Work instructions: Recast the records below as a Markdown table with the columns Row and Line. Give each line a number in Row and the line itself in Line, and leave out blank lines.

Saved data entries:
········

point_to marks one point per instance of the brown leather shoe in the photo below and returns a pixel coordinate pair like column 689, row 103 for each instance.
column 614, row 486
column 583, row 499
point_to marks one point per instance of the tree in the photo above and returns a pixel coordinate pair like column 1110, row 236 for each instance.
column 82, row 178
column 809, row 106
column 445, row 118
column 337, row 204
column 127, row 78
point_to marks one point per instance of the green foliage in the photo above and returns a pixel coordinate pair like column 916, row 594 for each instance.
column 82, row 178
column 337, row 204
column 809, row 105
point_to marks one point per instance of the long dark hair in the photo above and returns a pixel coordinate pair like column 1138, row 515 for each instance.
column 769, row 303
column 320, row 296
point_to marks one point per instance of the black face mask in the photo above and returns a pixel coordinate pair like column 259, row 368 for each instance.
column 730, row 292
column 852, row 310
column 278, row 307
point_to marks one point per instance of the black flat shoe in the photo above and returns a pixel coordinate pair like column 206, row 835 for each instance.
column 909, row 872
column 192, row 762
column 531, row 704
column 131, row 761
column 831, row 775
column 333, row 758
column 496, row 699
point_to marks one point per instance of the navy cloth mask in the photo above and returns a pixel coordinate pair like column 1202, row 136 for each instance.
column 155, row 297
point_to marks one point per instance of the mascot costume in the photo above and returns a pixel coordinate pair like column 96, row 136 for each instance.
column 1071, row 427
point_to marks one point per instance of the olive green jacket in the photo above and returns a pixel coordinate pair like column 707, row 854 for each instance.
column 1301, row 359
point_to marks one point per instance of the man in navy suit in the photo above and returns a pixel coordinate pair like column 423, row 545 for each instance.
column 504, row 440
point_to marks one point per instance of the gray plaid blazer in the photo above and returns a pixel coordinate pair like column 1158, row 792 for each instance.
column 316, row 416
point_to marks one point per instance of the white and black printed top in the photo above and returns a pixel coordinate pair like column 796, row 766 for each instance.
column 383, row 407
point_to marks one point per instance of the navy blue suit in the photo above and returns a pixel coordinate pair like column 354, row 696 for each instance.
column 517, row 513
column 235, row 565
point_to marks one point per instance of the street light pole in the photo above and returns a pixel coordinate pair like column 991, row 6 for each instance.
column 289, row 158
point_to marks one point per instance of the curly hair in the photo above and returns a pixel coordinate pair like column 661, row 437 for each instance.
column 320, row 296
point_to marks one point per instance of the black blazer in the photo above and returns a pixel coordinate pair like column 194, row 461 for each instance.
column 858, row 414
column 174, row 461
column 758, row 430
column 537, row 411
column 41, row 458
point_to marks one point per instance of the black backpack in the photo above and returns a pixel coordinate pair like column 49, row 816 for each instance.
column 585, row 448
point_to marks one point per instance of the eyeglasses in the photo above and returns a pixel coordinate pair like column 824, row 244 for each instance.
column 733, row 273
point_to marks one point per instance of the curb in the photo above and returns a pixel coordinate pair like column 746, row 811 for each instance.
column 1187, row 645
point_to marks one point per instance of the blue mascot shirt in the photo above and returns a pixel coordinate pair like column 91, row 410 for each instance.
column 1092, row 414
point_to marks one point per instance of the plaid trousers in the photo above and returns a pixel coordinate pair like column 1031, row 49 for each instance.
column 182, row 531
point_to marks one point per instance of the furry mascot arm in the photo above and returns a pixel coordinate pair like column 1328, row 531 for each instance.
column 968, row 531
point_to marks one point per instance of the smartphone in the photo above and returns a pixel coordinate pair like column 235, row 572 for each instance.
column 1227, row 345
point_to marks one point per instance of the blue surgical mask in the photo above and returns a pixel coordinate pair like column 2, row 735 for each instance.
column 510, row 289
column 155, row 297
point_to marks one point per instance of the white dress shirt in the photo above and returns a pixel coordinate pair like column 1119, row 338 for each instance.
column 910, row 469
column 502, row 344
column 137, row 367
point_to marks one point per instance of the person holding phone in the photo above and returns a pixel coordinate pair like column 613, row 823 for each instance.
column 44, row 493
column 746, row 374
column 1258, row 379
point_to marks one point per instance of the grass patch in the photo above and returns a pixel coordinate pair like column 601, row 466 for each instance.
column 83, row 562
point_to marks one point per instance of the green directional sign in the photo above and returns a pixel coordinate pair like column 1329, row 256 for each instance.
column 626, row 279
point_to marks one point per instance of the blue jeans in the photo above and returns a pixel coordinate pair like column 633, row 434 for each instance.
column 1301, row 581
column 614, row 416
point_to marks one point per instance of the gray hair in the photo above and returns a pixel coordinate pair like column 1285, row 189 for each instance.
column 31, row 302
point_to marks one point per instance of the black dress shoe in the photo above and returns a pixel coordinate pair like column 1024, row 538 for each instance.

········

Output of the task:
| Row | Line |
|---|---|
| 1 | point_to marks one point per instance of the brown leather shoe in the photo below and returns a pixel coordinate pair like column 689, row 103 for each instance. |
| 2 | column 614, row 486 |
| 3 | column 583, row 499 |
| 4 | point_to marks one point per instance of the tree in the photo above and returns a pixel coordinate pair like column 1110, row 236 for each instance. |
| 5 | column 82, row 178 |
| 6 | column 809, row 106 |
| 7 | column 445, row 118 |
| 8 | column 337, row 204 |
| 9 | column 127, row 78 |
| 10 | point_to marks one point per instance of the green foliage in the photo above and returns a pixel coordinate pair like column 916, row 594 for each instance. |
| 11 | column 82, row 178 |
| 12 | column 337, row 204 |
| 13 | column 809, row 105 |
| 14 | point_to marks one point per instance of the long dark hair in the photo above and returns a pixel coordinate pair like column 1138, row 515 for each instance. |
| 15 | column 769, row 303 |
| 16 | column 320, row 296 |
| 17 | point_to marks one point per instance of the black face mask in the photo above and returns a pixel coordinate pair like column 259, row 368 for each instance. |
| 18 | column 730, row 292 |
| 19 | column 852, row 310 |
| 20 | column 278, row 307 |
| 21 | point_to marks one point per instance of the black flat shoe in the photo above and returns a pixel coordinate pair like column 206, row 835 for each instance. |
| 22 | column 909, row 872 |
| 23 | column 192, row 762 |
| 24 | column 531, row 704 |
| 25 | column 131, row 761 |
| 26 | column 831, row 775 |
| 27 | column 333, row 758 |
| 28 | column 496, row 699 |
| 29 | point_to marks one point per instance of the navy cloth mask in the photo above and returns a pixel coordinate pair like column 1202, row 136 for each instance. |
| 30 | column 155, row 297 |
| 31 | point_to marks one point per instance of the mascot costume in the photo above and returns a pixel coordinate pair like column 96, row 136 for each instance. |
| 32 | column 1071, row 427 |
| 33 | point_to marks one point per instance of the olive green jacket in the photo above and returns a pixel coordinate pair like column 707, row 854 for each instance. |
| 34 | column 1301, row 359 |
| 35 | point_to marks one point per instance of the man in navy suit in the photo above and returns a pixel coordinate pair like column 423, row 545 for each instance. |
| 36 | column 504, row 440 |
| 37 | point_to marks one point per instance of the gray plaid blazer in the photo above and returns a pixel coordinate pair like column 1158, row 792 for each instance. |
| 38 | column 316, row 416 |
| 39 | point_to marks one point per instance of the white and black printed top in the photo above and returns a pixel coordinate pair like column 796, row 766 for each instance. |
| 40 | column 383, row 407 |
| 41 | point_to marks one point per instance of the navy blue suit in the photo above and returns a pixel coordinate pair like column 354, row 696 for each instance. |
| 42 | column 517, row 513 |
| 43 | column 235, row 565 |
| 44 | point_to marks one point per instance of the street light pole in the photo above and returns a pixel coordinate pair like column 991, row 6 for each instance. |
| 45 | column 289, row 158 |
| 46 | point_to marks one point per instance of the curly hair in the photo above and returns a pixel coordinate pair like column 661, row 437 for each instance. |
| 47 | column 320, row 296 |
| 48 | point_to marks one point per instance of the black blazer in the photo above and returns a pixel coordinate pair like column 194, row 461 for each instance. |
| 49 | column 858, row 414 |
| 50 | column 174, row 461 |
| 51 | column 758, row 430 |
| 52 | column 537, row 411 |
| 53 | column 41, row 458 |
| 54 | point_to marks one point per instance of the black backpack in the photo above and returns a pixel coordinate pair like column 49, row 816 for each instance. |
| 55 | column 585, row 448 |
| 56 | point_to marks one point per instance of the eyeglasses in the photo above and returns a pixel coordinate pair like column 824, row 244 for each instance. |
| 57 | column 733, row 273 |
| 58 | point_to marks one point per instance of the curb in the photo above and returns a pixel coordinate pair like column 746, row 811 for each instance. |
| 59 | column 1187, row 645 |
| 60 | point_to marks one point per instance of the blue mascot shirt in the photo above and returns a pixel coordinate pair like column 91, row 410 for each instance. |
| 61 | column 1092, row 414 |
| 62 | point_to marks one point per instance of the plaid trousers in the photo above and returns a pixel coordinate pair like column 1031, row 49 for each instance. |
| 63 | column 182, row 531 |
| 64 | point_to marks one point per instance of the furry mascot arm in the photo above and returns a pixel coordinate pair like column 1328, row 531 for each instance. |
| 65 | column 968, row 531 |
| 66 | point_to marks one point per instance of the smartphone in the photo above and returns a pixel coordinate pair like column 235, row 572 for each instance. |
| 67 | column 1227, row 345 |
| 68 | point_to marks one point per instance of the blue surgical mask in the photo above and returns a pixel coordinate pair like column 2, row 735 for each instance. |
| 69 | column 510, row 289 |
| 70 | column 155, row 297 |
| 71 | point_to marks one point per instance of the white dress shirt in the photo above and returns a pixel coordinate pair like column 1119, row 338 for each instance. |
| 72 | column 910, row 469 |
| 73 | column 502, row 344 |
| 74 | column 137, row 367 |
| 75 | point_to marks one point per instance of the person holding phone in the photo above and returns a pixel coordinate pair like column 613, row 823 for each instance. |
| 76 | column 44, row 493 |
| 77 | column 746, row 374 |
| 78 | column 1258, row 379 |
| 79 | point_to marks one point per instance of the grass patch in the photo above and returns a pixel coordinate pair like column 601, row 466 for each instance. |
| 80 | column 83, row 562 |
| 81 | point_to marks one point per instance of the green directional sign in the photo above and returns a pixel coordinate pair like column 1329, row 256 for each instance. |
| 82 | column 626, row 279 |
| 83 | point_to marks one point per instance of the blue jeans in the photo above and returns a pixel coordinate pair like column 633, row 434 for each instance. |
| 84 | column 1301, row 581 |
| 85 | column 614, row 416 |
| 86 | point_to marks one point per instance of the gray hair in the photo above and returns a pixel coordinate pair like column 1285, row 189 for each instance. |
| 87 | column 31, row 302 |
| 88 | point_to marks one point per instance of the black dress shoe in the photo above and returns a pixel coordinate pair like column 1024, row 538 for each instance. |